• SET EXERCISE A
In the Ngā Tamatoa article below, condense the paragraph beginning "In September 1972" into a short bulleted list that keeps its main facts.
• SET EXERCISE B
Carry the Ngā Tamatoa article further, picking up after its last sentence about the Tent Embassy on Parliament grounds and keeping the same encyclopedic style.

• PAGE EXCERPT
+===+
Ngā Tamatoa (The Warriors) was a Māori activist group that operated throughout the 1970s to promote Māori rights, fight racial discrimination, and confront injustices perpetrated by the New Zealand Government, particularly violations of the Treaty of Waitangi.

Origins
Ngā Tamatoa emerged from a conference at the University of Auckland organised by academic and historian Ranginui Walker. The group consisted of mainly urban and university-educated Māori who were offended by continuing confiscation of land and degradation of the Māori language.  The group was inspired by international liberation and indigenous movements such as the Black Panther Party and the American Indian Movement which characterised the New Left of the 1970s internationally. Syd Jackson, one of the founding members of Ngā Tamatoa, drew from the works of Eldridge Cleaver and Stokely Carmichael. Ngā Tamatoa often worked alongside the Polynesian Panthers, who also drew direct inspiration from the Black Panther Party.

Member Taura Eruera said of the group's beginning "Our tohu at the time was tama tu, tama ora, tama noho, tama mate, tamatoa — meaning stand up and do something, don't sit and do nothing." 

Members of Ngā Tamatoa included Hone Harawira and his mother Titewhai Harawera, Donna Awatere Huata, Tame Iti, Josephine Keelan, Jim Moriarty, Rawiri Paratene, Larry Parr, Hana Te Hemara, Kura Te Waru Reweri, Linda Tuhiwai Smith, Brya Taylor, Ngahuia Te Awekotuku, Vernon Winitana and Tiata Witehira. Tama Poata was a member who was also involved in other activist groups, Māori Organisation On Human Rights and Halt All Racist Tours (HART) and was influential in the film and TV industry. Member Taitimu Maipi recounts the leadership of women in Ngā Tamatoa describing efforts by Hilda Harawera in Māori language activism.

Māori language
In September 1972, Ngā Tamatoa presented a petition with more than 30,000 signatures to the Crown to have Māori taught in schools. Titewhai Harawera was strongly involved in this campaign for the Māori language with Ngā Tamatoa. She said in 2009:We were determined to rescue our language because we felt and we believed, and we believe today, that a people without its language is a people that die.Other initiatives by the organisation helped to enforce real social and political changes in New Zealand which has seen the establishment of Māori language nests, Kōhanga Reo, and the Kura Kaupapa Māori immersion schools. In 1987, the Māori Language Act was passed by the New Zealand Government, giving Te Reo Māori (Māori language) official language status.

1975 Land March
Ngā Tamatoa organised the historic 1975 Land March, led by Dame Whina Cooper, from the top of New Zealand's North Island to Parliament in Wellington. Following the march, Ngā Tamatoa created a 'Tent Embassy' by camping on Parliament grounds in Wellington, demanding immediate action on land march issues.
+===+
• Detection items
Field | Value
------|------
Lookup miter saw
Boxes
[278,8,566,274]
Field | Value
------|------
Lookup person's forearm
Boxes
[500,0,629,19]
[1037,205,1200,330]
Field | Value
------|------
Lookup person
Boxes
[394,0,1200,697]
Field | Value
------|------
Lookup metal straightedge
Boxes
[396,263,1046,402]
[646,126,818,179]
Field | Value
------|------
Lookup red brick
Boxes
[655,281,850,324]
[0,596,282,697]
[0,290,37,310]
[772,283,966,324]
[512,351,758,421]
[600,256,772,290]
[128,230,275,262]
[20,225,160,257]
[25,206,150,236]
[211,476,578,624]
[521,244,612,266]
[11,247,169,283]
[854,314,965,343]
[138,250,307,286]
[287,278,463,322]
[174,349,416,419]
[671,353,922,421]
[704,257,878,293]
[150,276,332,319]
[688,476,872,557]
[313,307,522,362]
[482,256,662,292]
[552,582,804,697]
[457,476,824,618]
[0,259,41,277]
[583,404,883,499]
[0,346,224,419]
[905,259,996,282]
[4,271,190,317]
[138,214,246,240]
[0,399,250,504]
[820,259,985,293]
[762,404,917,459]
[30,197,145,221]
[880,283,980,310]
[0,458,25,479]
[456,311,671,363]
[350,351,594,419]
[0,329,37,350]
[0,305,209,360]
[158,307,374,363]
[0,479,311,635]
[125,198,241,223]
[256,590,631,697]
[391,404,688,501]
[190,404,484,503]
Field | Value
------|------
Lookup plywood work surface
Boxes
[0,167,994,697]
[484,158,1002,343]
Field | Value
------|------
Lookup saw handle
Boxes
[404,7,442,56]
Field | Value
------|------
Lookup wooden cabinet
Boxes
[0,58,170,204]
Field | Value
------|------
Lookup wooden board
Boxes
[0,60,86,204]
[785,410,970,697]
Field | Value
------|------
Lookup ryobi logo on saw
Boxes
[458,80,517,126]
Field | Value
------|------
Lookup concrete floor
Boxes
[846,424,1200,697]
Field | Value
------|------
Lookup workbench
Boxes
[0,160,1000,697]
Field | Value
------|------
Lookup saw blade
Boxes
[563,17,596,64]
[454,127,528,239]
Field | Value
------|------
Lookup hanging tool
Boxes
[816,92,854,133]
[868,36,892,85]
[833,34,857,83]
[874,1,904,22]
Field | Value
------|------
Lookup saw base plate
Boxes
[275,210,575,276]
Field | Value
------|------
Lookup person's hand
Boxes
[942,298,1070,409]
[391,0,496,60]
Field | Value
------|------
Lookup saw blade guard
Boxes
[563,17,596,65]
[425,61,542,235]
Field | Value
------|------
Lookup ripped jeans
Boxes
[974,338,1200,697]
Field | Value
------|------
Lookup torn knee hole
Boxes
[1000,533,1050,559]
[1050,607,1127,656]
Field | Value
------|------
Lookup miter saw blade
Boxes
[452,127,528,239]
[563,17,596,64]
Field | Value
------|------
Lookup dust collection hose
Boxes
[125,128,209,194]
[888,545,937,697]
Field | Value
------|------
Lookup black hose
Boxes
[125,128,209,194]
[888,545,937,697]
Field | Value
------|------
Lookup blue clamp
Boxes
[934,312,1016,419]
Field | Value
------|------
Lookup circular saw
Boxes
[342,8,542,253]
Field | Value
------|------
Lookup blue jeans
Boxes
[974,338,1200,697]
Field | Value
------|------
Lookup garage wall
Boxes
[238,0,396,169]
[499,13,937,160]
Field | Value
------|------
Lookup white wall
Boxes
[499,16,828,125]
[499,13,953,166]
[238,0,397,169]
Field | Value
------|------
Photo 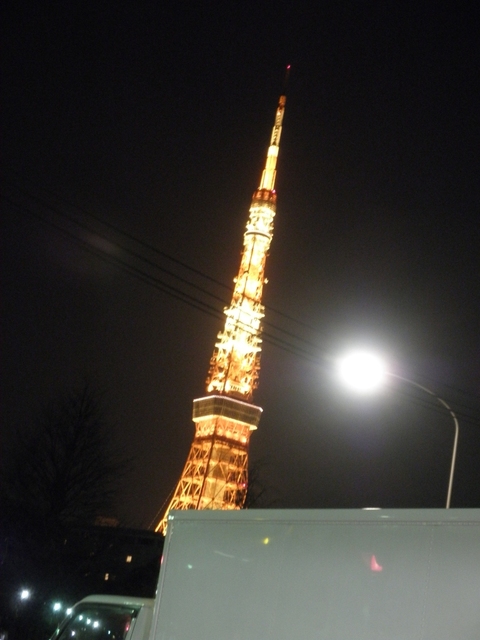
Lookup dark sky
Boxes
[1,0,480,526]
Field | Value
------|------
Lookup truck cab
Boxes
[50,595,154,640]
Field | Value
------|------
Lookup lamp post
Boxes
[338,351,459,509]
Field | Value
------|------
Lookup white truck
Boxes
[51,595,154,640]
[54,509,480,640]
[150,509,480,640]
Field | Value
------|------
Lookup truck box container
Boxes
[150,509,480,640]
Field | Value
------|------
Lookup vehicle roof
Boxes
[77,593,155,607]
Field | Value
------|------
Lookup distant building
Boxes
[64,519,164,597]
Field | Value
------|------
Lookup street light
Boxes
[338,351,459,509]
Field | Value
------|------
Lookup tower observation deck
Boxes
[155,86,288,533]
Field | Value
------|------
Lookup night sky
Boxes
[1,0,480,527]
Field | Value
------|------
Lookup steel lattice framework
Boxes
[155,89,286,533]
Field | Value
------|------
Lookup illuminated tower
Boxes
[155,86,288,533]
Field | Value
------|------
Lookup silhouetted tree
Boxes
[0,384,130,637]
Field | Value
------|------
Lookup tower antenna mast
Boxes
[155,70,290,533]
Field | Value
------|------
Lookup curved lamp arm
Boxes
[387,373,459,509]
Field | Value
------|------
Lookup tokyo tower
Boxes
[155,80,289,533]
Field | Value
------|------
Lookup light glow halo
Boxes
[338,351,387,393]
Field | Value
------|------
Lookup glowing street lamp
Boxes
[338,351,459,509]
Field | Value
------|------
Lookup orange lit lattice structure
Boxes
[155,91,286,533]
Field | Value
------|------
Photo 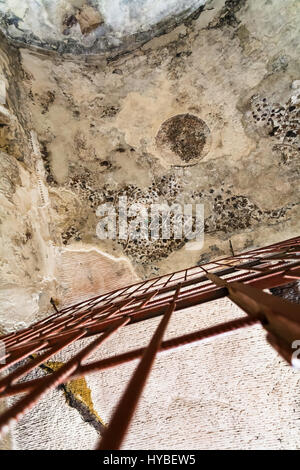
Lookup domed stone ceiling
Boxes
[0,0,206,54]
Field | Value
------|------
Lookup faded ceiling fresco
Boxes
[0,0,205,54]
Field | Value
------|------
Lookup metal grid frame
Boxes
[0,237,300,449]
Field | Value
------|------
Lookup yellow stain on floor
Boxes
[44,361,106,426]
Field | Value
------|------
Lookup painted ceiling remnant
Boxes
[0,0,206,54]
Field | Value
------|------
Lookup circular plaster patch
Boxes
[156,114,211,166]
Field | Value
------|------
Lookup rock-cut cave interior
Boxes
[0,0,300,450]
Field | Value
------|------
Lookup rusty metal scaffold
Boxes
[0,237,300,450]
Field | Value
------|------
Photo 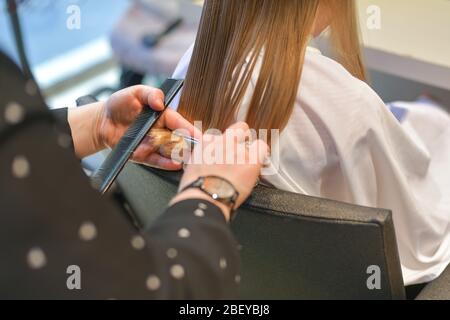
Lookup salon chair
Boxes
[117,164,450,300]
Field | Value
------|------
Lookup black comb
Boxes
[92,79,184,194]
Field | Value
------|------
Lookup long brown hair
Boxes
[178,0,363,134]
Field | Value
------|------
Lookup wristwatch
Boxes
[180,176,239,216]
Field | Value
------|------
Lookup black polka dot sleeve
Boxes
[0,50,240,300]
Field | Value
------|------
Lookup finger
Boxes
[160,109,201,137]
[143,153,183,171]
[136,85,164,111]
[248,140,269,166]
[131,142,157,162]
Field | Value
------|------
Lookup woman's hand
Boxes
[69,85,198,170]
[172,122,268,220]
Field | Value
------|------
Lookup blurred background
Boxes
[0,0,450,109]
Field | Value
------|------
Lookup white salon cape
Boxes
[172,47,450,285]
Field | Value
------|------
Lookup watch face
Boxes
[203,177,236,200]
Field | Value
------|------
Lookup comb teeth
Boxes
[92,79,184,194]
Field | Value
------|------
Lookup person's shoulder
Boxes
[299,48,385,117]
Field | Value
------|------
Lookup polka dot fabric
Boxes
[0,54,240,300]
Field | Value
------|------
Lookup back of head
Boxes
[178,0,360,135]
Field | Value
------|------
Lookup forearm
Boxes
[148,199,240,299]
[68,102,104,159]
[170,189,230,221]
+===+
• FINAL RESULT A
- In September 1972, Ngā Tamatoa presented the Crown with a petition of more than 30,000 signatures seeking to have Māori taught in schools.
- Titewhai Harawera was strongly involved in this language campaign. In 2009 she said the group was determined to rescue the language, believing that a people without its language is a people that die.
- Other initiatives by the organization helped bring about real social and political changes, including the establishment of Kōhanga Reo language nests and Kura Kaupapa Māori immersion schools.
- In 1987, the Māori Language Act gave Te Reo Māori official language status.

• FINAL RESULT B
He Taua 1979
The organisation was involved in disrupting the University of Auckland haka party, a part of the annual student capping parade. This was annual parade in which engineering students parodied the Māori haka, by painting male genitals on their body and performing with sexually obscene gestures. The disruption was mainly organised by a group of Māori and Pacific Island students, called He Taua 'War Party.' Following a violent attack on  the engineering students, when several students were assaulted, members of He Taua were arrested. Their court case in Auckland sparked anti-racism protests outside the courthouse. Members of He Taua included Hone Harawira, later a Member of Parliament.

Treaty of Waitangi
Ngā Tamatoa initiated the annual protests at Waitangi on Waitangi Day, in 1973 after Prime Minister Norman Kirk changed the name of the day to 'New Zealand Day'. The group claimed that the "Treaty is a fraud" because of the ongoing breaches committed by the Government. Ngā Tamatoa wore black armbands to the celebrations to mourn the loss of Māori land much of which had been confiscated or annexed by state legislation. The Auckland Māori Council declared their support of the protest by making a submission that cited fourteen statutes that were currently breaching the Treaty.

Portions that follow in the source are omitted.